Your objective>
Swap every occurrence of "innermost point" for "central point" in all the entries below. Reproduce each line otherwise unchanged.

Records shown>
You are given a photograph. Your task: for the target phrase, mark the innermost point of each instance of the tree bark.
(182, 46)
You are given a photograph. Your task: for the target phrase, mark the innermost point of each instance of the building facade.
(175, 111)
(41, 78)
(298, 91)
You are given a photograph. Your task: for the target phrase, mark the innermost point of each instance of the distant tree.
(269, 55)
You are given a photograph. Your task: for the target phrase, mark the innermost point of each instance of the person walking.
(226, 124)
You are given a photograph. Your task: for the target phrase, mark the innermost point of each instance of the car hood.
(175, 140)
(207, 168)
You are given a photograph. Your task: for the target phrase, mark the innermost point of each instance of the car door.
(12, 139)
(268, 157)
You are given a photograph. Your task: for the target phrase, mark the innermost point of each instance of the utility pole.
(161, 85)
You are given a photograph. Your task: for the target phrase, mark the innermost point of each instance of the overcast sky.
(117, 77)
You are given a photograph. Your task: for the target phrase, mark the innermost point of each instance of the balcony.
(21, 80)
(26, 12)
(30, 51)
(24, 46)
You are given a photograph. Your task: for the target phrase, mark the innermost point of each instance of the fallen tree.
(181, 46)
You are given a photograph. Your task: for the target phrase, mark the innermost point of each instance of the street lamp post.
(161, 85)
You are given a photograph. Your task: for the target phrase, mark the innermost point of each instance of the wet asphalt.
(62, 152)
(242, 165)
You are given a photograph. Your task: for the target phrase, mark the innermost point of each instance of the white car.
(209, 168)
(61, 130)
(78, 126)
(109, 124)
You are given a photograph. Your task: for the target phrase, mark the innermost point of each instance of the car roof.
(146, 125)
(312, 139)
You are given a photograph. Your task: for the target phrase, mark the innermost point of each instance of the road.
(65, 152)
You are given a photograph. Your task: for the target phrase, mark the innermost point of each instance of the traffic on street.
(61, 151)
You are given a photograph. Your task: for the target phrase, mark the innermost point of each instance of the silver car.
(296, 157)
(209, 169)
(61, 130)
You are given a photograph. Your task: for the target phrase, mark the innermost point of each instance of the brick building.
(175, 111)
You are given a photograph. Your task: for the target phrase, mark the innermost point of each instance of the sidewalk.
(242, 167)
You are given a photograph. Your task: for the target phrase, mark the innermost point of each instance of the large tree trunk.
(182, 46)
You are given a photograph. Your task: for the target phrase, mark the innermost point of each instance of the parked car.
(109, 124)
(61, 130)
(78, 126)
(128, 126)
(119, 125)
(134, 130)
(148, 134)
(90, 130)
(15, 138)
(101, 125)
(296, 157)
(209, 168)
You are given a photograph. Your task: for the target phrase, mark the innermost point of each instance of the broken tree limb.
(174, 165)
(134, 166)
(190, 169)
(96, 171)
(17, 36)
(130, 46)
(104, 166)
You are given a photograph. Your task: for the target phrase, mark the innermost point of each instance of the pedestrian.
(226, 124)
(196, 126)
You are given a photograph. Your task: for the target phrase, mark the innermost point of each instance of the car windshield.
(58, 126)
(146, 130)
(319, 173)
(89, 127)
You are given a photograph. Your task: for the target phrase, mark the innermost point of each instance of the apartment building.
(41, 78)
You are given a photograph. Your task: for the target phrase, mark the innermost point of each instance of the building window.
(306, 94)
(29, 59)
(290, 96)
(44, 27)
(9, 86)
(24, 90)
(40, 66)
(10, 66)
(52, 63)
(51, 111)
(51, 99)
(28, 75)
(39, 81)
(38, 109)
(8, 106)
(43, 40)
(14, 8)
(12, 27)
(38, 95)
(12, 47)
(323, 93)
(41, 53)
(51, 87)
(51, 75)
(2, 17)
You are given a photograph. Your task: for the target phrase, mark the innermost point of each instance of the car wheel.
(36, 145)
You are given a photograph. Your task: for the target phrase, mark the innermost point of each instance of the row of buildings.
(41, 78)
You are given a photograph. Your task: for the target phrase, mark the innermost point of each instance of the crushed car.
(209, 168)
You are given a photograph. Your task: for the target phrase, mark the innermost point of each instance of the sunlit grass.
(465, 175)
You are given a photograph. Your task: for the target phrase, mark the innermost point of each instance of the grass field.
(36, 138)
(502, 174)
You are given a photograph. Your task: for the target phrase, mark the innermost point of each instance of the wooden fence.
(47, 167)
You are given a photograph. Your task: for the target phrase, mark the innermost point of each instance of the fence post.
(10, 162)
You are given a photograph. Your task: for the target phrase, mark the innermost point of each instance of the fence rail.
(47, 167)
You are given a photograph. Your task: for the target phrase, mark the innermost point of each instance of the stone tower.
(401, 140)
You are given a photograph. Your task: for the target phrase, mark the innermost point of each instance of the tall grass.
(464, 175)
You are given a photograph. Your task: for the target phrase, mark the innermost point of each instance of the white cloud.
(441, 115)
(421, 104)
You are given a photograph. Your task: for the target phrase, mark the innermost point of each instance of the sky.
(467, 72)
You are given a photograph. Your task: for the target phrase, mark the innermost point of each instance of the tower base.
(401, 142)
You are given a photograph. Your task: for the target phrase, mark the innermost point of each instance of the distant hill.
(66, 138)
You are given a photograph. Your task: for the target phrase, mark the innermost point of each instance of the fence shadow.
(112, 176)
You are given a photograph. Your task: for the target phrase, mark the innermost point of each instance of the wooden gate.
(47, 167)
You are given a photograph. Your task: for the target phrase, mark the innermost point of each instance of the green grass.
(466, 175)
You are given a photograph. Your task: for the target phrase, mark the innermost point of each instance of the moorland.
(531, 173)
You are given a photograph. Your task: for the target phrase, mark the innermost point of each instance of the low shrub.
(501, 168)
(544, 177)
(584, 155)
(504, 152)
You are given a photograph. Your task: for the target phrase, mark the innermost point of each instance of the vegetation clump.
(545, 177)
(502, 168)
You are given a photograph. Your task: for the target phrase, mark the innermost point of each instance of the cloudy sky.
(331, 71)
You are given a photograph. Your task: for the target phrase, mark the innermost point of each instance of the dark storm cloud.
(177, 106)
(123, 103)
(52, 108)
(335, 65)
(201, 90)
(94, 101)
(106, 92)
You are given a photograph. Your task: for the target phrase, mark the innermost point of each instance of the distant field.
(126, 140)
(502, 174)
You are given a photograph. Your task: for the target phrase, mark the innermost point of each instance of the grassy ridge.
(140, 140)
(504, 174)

Answer to this exercise>
You are given a photograph. Your task: for the target phrase, mark the central point of each instance of the tree bark.
(182, 46)
You are given a photograph. Your task: for the target phrase, mark the central point of each instance of the building facade.
(175, 111)
(41, 78)
(298, 91)
You are given a photograph. Your task: for the target phrase, mark the central point of each instance of the distant tree.
(269, 55)
You are given a photograph. Your task: for the target phrase, mark the central point of each instance of the person walking.
(226, 124)
You are given a photograph. Your task: for the target phrase, mark the central point of each instance of the car hood.
(175, 140)
(207, 168)
You are given a photograph. Your task: for the target phrase, mark the central point of each instance of the car door.
(12, 139)
(268, 157)
You are given a photograph. Your task: for the target phrase, mark the central point of each instance of the utility pole.
(161, 85)
You are given a photograph. Your task: for the target phrase, mark the central point of each instance of the overcast sky.
(117, 77)
You are given a photograph. Your task: for the target phrase, mark the central point of each instance of the balcony.
(21, 80)
(26, 12)
(30, 51)
(24, 46)
You are given a photograph. Your task: for the target phrase, mark the central point of each instance of the fallen tree.
(181, 46)
You are given a photograph. Your task: for the target phrase, mark the central point of each instance of the street lamp post.
(161, 85)
You are given a photograph. Your task: for the target phrase, mark the central point of each instance of the wet asphalt.
(62, 152)
(242, 165)
You are given a photograph. Your task: for the target phrase, mark the central point of each instance of the white car.
(209, 168)
(61, 130)
(78, 126)
(109, 124)
You are given a photograph. Your task: for the target phrase, mark the central point of each instance of the car roof.
(146, 125)
(312, 139)
You are given a photograph. Your task: for the target phrase, mark the central point of each instance of the road.
(65, 152)
You are given a photograph. Your task: for the target phrase, mark the central point of each instance of the traffic on street.
(61, 151)
You are given a photograph. Your task: for the target phrase, mark the central point of each instance of the silver car.
(296, 157)
(209, 169)
(61, 130)
You are given a photograph. Your task: for the target phrase, mark the central point of each instance of the brick building.
(175, 111)
You are given a photograph. Your task: for the target phrase, mark the central point of each instance of the sidewalk.
(242, 167)
You are given a photograph. Your task: for the target phrase, mark the central point of each instance of the large tree trunk.
(182, 46)
You are given a photograph. Your task: for the target phrase, mark the central point of each instance of the parked car.
(109, 124)
(61, 130)
(78, 126)
(128, 126)
(119, 125)
(134, 130)
(148, 134)
(90, 130)
(15, 138)
(101, 125)
(296, 157)
(209, 168)
You are given a photograph. Your task: for the target phrase, mark the central point of each instance of the broken tree limb.
(174, 165)
(134, 166)
(190, 169)
(96, 171)
(17, 36)
(130, 46)
(104, 166)
You are given a photograph. Your task: for the target phrase, mark the central point of each instance of the pedestrian.
(226, 124)
(196, 126)
You are given a photograph. Your task: for the target phrase, mark the central point of each instance of the car windshield.
(58, 126)
(146, 130)
(319, 173)
(89, 127)
You are given a photograph. Your task: for the target phrase, mark the central point of each instance of the apartment building.
(41, 78)
You are given a photograph. Your task: for the target phrase, mark the central point of each instance of the building window.
(306, 94)
(29, 59)
(290, 96)
(44, 27)
(9, 86)
(24, 90)
(40, 66)
(10, 66)
(52, 63)
(51, 111)
(51, 99)
(28, 75)
(39, 81)
(38, 109)
(8, 106)
(43, 40)
(14, 8)
(12, 27)
(38, 95)
(12, 47)
(323, 93)
(41, 53)
(51, 87)
(51, 75)
(2, 17)
You are given a photograph. Your task: for the target phrase, mark the central point of each instance of the car wheel.
(36, 145)
You are given a photograph. Your task: for the target phrase, mark the central point of each instance of the row of buildings.
(41, 78)
You are given a photograph. Your task: for the target phrase, mark the central point of each instance of the crushed car.
(209, 168)
You are given a photograph. Your task: for the target phrase, mark the central point of each instance of the sunlit grass.
(465, 175)
You are given a photograph. Your task: for the target phrase, mark the central point of each instance of the grass field.
(36, 138)
(502, 174)
You are given a photograph. Your task: for the target phrase, mark the central point of each instance of the wooden fence.
(47, 167)
You are given a photograph. Your task: for the target phrase, mark the central point of each instance of the fence post.
(10, 162)
You are given a photograph. Your task: for the target phrase, mark the central point of each instance of the fence rail.
(47, 167)
You are given a photograph. Your task: for the target phrase, mark the central point of each instance of the stone tower.
(401, 140)
You are given a photograph. Your task: for the target phrase, mark the central point of each instance of the tall grass.
(464, 175)
You are given a photograph. Your task: for the target phrase, mark the central point of each instance of the white cloud.
(441, 115)
(421, 104)
You are given a photograph. Your task: for the target phrase, mark the central point of each instance of the sky.
(467, 72)
You are given a photograph. Your task: for the target phrase, mark the central point of each instance of the tower base.
(401, 142)
You are given a photograph. Your task: for the target phrase, mark the central point of each instance of the distant hill.
(66, 138)
You are given a photograph. Your task: for the target phrase, mark the central point of each instance of the fence shadow.
(112, 176)
You are given a photograph. Your task: for the target phrase, mark the central point of each instance of the wooden gate.
(47, 167)
You are given a photograph. Your task: for the target phrase, mark the central point of each instance of the green grass.
(466, 175)
You are given a photograph. Your task: for the target phrase, mark the central point of each instance of the moorland.
(531, 173)
You are given a photograph. Your task: for the target phrase, mark the central point of each instance of the low shrub.
(501, 168)
(544, 177)
(584, 155)
(504, 152)
You are given a photograph. Your task: for the target phrase, mark the central point of each instance of the vegetation clump.
(545, 177)
(502, 168)
You are given a photograph. Your task: for the target phrase, mark the central point of each instance of the cloudy sky.
(331, 71)
You are given a photograph. Your task: for the target phrase, mark the central point of each instance of the dark storm cloud.
(177, 106)
(123, 103)
(52, 108)
(335, 65)
(201, 90)
(94, 101)
(106, 92)
You are given a photograph. Your task: for the target phrase, mark the central point of each instance of the distant field.
(126, 140)
(502, 174)
You are given a photograph. Your task: for the target phrase, mark the central point of each instance of the grassy ridge.
(140, 140)
(504, 174)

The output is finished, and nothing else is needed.